— begin Data in this exercise —

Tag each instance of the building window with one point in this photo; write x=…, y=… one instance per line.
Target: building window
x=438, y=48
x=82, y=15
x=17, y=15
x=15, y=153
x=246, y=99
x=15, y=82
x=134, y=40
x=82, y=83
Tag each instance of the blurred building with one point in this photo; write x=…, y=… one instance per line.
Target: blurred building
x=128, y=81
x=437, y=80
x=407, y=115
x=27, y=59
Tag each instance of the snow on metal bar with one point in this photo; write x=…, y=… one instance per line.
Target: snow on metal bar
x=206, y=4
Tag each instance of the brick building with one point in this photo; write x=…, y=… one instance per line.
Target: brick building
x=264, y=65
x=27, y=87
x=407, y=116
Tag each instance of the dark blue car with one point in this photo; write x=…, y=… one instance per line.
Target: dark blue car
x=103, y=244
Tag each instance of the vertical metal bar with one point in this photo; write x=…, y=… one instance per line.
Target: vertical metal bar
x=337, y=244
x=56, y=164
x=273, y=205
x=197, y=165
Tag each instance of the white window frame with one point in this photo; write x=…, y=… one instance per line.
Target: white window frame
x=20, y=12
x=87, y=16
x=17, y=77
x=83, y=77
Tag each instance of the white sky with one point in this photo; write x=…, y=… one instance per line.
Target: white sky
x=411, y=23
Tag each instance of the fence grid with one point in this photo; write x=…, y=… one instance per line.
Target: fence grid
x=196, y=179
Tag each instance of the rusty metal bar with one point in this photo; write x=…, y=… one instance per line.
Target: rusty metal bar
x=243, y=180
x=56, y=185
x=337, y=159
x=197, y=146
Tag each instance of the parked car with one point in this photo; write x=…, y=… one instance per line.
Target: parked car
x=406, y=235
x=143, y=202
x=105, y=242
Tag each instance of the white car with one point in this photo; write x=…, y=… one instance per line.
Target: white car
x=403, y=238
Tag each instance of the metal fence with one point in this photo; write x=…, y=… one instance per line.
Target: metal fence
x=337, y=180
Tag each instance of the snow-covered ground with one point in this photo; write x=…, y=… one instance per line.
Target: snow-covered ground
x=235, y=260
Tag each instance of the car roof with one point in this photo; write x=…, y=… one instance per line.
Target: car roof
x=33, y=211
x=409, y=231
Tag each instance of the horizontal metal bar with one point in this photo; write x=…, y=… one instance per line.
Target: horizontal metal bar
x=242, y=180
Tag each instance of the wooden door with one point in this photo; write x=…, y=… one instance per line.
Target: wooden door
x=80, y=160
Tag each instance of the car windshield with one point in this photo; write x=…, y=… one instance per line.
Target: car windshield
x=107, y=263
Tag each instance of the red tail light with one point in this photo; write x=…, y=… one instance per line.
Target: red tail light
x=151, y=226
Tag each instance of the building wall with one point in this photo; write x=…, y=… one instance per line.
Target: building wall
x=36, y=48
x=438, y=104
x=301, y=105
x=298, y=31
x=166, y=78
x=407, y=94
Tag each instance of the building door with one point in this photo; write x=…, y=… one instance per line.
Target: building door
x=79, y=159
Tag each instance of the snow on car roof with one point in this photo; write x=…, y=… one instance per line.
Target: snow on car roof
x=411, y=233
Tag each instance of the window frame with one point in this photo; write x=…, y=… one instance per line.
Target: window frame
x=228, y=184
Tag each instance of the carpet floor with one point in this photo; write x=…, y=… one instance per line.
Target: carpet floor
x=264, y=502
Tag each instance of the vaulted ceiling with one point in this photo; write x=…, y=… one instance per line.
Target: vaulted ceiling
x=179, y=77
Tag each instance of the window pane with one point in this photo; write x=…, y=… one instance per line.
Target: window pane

— end Data in this exercise —

Exercise objective:
Rescale the material, starting with the line that contains "Tag each instance of the building door" and going on through the line that contains "x=411, y=233", and write those lines out again with the requests included. Multiply every coordinate in the answers by 2.35 and round each result to a whole number, with halves rounding up.

Task answer:
Tag each instance of the building door with one point in this photo; write x=…, y=… one instance per line.
Target: building door
x=186, y=374
Tag each instance of the snow on car roof with one point in this photo; write x=…, y=… one instance per line.
Target: snow on car roof
x=966, y=548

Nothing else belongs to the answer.